Output only the span of lines that begins at the line containing "Would you mind pointing to the red taillight" and ends at the last line of the data, both included, exactly as they appear.

*** Records supplied

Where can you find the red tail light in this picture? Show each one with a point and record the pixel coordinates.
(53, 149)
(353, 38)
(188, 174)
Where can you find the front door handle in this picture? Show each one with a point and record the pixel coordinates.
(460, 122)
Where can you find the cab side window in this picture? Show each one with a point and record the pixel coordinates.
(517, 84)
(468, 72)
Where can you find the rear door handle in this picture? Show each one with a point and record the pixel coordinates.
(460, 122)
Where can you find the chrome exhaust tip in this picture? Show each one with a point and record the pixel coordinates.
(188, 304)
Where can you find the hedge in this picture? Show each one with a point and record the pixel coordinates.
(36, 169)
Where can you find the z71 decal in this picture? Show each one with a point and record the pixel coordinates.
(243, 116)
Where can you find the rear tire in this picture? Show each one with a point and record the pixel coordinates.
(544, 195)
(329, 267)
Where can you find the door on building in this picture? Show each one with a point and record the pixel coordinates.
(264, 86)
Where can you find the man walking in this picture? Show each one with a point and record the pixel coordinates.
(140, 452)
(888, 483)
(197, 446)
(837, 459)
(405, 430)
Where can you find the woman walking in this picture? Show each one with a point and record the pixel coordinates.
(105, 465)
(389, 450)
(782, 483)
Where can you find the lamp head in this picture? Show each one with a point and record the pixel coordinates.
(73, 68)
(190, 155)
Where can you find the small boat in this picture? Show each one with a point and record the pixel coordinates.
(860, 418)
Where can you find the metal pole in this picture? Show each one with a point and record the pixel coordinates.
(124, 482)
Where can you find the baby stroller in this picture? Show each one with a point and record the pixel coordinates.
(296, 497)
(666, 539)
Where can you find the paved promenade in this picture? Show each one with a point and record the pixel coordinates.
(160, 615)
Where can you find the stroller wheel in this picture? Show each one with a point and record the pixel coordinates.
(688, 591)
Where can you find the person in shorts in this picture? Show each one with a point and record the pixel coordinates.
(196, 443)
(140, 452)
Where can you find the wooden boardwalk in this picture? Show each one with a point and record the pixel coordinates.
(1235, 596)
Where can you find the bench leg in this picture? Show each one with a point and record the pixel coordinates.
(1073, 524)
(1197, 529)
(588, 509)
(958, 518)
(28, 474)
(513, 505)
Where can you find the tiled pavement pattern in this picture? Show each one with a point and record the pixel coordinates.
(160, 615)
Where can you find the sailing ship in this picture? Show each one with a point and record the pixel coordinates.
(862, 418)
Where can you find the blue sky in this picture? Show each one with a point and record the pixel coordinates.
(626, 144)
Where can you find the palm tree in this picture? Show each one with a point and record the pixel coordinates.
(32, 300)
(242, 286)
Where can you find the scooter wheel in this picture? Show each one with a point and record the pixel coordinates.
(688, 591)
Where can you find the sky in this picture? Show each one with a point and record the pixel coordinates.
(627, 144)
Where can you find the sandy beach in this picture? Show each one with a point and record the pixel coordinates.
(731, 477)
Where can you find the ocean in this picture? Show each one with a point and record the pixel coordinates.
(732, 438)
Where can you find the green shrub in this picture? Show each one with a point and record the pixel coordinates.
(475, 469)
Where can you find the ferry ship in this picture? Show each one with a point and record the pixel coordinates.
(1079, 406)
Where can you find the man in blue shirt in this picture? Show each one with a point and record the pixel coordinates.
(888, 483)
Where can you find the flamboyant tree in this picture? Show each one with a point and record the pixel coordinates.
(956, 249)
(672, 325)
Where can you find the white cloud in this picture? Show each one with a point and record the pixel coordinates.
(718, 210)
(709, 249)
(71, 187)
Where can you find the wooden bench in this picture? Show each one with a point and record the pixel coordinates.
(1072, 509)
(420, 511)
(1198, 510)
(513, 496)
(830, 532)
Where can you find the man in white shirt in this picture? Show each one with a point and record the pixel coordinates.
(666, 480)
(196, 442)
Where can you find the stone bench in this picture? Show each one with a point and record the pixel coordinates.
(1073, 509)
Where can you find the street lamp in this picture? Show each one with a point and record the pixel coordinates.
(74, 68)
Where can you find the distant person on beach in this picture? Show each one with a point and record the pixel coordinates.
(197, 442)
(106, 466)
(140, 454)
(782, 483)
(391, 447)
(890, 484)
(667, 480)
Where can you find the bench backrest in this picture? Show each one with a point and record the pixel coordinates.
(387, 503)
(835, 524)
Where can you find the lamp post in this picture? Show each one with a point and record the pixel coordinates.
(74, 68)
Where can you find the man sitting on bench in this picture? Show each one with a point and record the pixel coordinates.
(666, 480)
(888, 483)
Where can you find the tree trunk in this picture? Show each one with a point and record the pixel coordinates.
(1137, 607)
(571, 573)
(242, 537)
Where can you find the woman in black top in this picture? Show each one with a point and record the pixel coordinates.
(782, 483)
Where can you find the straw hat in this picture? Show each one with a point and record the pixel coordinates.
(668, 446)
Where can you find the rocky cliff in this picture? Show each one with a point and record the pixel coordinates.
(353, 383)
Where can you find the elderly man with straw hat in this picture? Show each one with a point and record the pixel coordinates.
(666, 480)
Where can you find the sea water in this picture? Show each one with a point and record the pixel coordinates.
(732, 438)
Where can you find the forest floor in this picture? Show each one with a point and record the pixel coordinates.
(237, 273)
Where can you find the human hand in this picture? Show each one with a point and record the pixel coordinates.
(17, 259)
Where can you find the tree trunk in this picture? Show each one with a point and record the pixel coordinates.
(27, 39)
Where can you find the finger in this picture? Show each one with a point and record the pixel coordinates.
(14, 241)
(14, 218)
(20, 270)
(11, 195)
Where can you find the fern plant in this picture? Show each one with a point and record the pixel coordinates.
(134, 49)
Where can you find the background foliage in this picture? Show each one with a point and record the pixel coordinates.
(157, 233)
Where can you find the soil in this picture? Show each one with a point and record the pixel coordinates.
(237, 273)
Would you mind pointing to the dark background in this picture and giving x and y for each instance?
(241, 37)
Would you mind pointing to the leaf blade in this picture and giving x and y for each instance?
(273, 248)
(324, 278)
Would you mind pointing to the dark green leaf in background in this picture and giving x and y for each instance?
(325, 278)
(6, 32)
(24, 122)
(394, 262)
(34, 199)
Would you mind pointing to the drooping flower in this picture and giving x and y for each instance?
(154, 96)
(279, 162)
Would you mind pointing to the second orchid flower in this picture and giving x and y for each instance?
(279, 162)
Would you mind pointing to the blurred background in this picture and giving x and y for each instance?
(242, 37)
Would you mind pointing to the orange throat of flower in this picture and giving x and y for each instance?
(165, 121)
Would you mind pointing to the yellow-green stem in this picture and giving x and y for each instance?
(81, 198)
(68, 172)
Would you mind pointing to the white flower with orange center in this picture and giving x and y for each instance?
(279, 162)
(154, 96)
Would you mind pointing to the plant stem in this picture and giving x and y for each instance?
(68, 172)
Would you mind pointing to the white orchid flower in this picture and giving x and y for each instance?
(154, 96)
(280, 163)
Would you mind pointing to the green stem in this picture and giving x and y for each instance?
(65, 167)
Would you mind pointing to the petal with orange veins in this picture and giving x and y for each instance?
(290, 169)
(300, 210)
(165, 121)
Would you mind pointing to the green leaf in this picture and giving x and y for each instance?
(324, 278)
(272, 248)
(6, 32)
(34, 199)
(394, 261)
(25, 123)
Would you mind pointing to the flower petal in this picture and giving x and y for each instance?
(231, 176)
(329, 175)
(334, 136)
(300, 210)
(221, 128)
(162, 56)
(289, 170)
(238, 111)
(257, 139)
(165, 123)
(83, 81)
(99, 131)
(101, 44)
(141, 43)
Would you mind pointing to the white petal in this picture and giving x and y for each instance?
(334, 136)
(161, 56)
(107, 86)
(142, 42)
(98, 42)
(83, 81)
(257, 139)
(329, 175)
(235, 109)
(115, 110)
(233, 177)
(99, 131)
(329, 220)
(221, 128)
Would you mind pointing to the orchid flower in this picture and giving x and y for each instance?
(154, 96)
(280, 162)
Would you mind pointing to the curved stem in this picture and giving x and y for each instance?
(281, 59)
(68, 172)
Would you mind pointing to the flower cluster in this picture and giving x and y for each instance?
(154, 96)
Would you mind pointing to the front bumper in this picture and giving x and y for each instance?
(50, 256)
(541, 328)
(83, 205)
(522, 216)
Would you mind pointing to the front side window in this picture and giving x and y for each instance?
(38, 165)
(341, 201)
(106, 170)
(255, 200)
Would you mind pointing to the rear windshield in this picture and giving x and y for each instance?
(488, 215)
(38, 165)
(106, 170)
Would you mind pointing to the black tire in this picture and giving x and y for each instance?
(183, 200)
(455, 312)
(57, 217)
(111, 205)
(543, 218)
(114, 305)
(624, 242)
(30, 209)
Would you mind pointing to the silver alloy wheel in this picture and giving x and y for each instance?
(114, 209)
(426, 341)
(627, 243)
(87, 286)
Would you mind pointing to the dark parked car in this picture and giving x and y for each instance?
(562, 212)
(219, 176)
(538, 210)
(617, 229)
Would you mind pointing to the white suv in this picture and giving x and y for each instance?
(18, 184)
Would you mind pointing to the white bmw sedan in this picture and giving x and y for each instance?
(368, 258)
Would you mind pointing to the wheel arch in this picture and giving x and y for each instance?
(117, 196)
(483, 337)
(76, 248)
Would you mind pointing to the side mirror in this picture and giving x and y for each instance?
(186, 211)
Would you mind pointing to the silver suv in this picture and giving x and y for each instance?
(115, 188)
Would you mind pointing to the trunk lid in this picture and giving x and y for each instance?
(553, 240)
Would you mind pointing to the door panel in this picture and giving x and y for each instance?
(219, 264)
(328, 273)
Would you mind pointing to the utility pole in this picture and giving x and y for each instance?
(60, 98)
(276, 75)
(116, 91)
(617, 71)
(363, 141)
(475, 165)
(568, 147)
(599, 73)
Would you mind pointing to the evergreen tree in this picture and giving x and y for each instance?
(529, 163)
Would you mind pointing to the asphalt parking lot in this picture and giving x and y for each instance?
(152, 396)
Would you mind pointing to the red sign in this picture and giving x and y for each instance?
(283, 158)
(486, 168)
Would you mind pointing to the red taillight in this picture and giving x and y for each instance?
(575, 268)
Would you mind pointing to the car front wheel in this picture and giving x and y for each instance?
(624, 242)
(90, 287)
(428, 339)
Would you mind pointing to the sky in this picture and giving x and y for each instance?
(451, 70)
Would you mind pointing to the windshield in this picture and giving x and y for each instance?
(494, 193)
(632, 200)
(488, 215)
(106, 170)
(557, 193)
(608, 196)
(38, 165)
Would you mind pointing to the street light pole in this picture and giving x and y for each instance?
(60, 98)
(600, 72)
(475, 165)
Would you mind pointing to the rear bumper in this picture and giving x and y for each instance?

******

*Problem solution*
Would you mind pointing to the red taillight in this picture and giving x and y for each instance?
(575, 268)
Would you mind pointing to the car front wheel in this picture and giving x and y for each instance?
(624, 242)
(90, 287)
(428, 339)
Would you mind pointing to the sky in this picture and giving x and y for each instance?
(451, 70)
Would you mind pointing to the windshield in this picture and giving x and y for each instance?
(494, 193)
(632, 200)
(488, 215)
(106, 170)
(557, 193)
(608, 196)
(38, 165)
Would you mind pointing to the street light pole in this picture and giving x and y for each instance?
(60, 98)
(600, 72)
(475, 165)
Would you mind pointing to the rear bumper in this picture and giving x and y for each instance?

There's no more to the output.